___ Recorded information

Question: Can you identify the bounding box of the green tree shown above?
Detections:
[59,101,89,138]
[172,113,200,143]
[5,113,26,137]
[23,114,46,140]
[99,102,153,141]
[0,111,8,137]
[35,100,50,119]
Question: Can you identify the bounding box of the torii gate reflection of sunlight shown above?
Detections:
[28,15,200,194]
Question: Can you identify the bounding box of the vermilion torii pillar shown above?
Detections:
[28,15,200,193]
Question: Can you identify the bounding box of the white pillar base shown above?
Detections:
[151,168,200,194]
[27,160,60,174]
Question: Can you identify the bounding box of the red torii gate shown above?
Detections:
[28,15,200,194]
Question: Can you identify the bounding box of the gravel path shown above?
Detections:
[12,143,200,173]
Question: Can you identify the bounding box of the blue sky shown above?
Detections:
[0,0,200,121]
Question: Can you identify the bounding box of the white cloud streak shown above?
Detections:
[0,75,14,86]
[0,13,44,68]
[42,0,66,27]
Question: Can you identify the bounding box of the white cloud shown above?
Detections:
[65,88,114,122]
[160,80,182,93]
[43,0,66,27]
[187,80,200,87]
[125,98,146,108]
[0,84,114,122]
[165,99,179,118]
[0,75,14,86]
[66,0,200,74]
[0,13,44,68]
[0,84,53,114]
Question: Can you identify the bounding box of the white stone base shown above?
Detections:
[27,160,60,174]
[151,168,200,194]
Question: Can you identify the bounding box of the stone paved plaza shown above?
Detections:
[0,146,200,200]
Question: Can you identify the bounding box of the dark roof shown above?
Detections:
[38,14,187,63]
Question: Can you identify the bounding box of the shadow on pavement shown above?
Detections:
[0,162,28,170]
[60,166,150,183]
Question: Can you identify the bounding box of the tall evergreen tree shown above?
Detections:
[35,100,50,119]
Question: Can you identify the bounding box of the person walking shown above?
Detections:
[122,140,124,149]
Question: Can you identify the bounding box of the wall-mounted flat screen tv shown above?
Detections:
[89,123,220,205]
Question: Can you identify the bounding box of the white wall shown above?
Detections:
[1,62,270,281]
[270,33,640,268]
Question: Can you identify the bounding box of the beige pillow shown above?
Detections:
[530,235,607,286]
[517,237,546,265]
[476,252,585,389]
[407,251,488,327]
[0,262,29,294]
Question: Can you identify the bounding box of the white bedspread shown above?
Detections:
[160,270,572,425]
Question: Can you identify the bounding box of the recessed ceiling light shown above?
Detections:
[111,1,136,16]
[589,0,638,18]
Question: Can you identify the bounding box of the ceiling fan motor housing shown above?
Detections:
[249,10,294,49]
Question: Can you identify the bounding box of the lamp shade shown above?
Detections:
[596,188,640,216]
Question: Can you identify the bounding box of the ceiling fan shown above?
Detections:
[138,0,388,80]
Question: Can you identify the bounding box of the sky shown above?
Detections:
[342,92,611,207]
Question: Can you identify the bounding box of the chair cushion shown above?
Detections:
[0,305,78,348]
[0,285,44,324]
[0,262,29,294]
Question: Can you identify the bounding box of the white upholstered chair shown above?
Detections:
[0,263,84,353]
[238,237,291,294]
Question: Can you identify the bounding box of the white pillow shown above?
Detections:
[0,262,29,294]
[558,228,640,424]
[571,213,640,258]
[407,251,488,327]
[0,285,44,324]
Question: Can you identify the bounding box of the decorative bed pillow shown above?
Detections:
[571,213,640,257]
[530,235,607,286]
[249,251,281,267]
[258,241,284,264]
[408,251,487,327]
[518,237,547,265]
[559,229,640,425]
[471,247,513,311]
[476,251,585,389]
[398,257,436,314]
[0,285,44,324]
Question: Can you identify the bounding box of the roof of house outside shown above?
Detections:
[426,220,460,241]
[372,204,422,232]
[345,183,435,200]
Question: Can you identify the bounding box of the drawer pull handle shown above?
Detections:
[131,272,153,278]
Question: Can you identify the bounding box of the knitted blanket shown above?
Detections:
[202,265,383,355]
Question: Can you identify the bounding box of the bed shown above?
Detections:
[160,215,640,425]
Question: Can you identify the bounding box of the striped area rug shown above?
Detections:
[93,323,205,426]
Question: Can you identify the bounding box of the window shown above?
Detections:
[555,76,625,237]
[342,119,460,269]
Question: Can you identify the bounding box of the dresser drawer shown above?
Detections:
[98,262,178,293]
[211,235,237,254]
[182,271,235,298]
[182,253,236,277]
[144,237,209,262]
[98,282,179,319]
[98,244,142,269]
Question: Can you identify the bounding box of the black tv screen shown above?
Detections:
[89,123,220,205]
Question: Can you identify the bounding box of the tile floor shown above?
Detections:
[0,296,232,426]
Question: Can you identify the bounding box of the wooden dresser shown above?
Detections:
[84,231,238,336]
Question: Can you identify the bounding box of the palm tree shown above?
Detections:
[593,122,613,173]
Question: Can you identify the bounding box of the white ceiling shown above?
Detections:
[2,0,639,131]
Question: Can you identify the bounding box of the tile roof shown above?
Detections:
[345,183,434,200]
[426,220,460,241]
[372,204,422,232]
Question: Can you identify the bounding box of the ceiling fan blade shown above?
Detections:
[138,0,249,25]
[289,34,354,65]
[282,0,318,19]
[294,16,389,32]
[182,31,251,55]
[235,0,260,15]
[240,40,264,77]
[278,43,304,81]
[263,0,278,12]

______

[Exercise task] Take the records from the line containing "cloud shown above?" down to the line containing "[0,84,53,114]" and write them out again with "white cloud" changed to "gray cloud". Leave everything else as it is.

[Response to this exercise]
Question: Can you identify the bounding box of the gray cloud shown above?
Detections:
[65,88,114,122]
[160,80,182,93]
[43,0,66,27]
[187,80,200,87]
[125,98,146,108]
[0,84,114,122]
[165,99,179,118]
[0,75,14,86]
[66,0,200,74]
[0,13,44,68]
[0,84,53,114]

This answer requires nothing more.